WHAT YOU SHOULD DO:
Extract the lines below verbatim, leaving the pictures out of your answer.

Coordinate labeling data
□ □ □

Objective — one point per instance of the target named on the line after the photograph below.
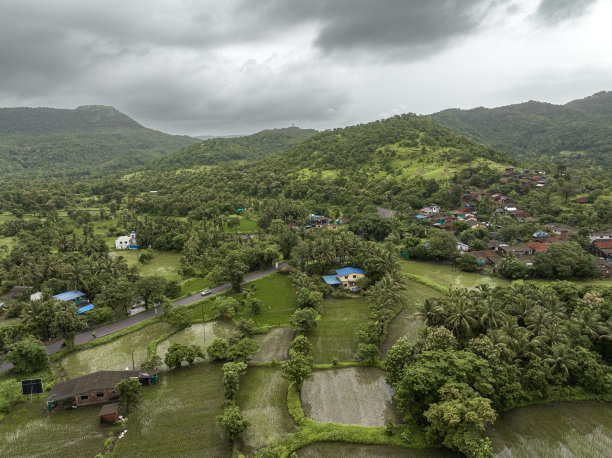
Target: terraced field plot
(273, 345)
(352, 396)
(568, 429)
(201, 334)
(334, 336)
(341, 449)
(405, 324)
(115, 355)
(445, 275)
(178, 417)
(30, 431)
(263, 402)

□ □ □

ANSWER:
Objective — one point per instance of the target named on the line after the photograph below.
Target: terraced field plot
(273, 345)
(352, 396)
(568, 429)
(201, 334)
(334, 336)
(341, 449)
(405, 324)
(115, 355)
(445, 275)
(178, 417)
(30, 431)
(263, 402)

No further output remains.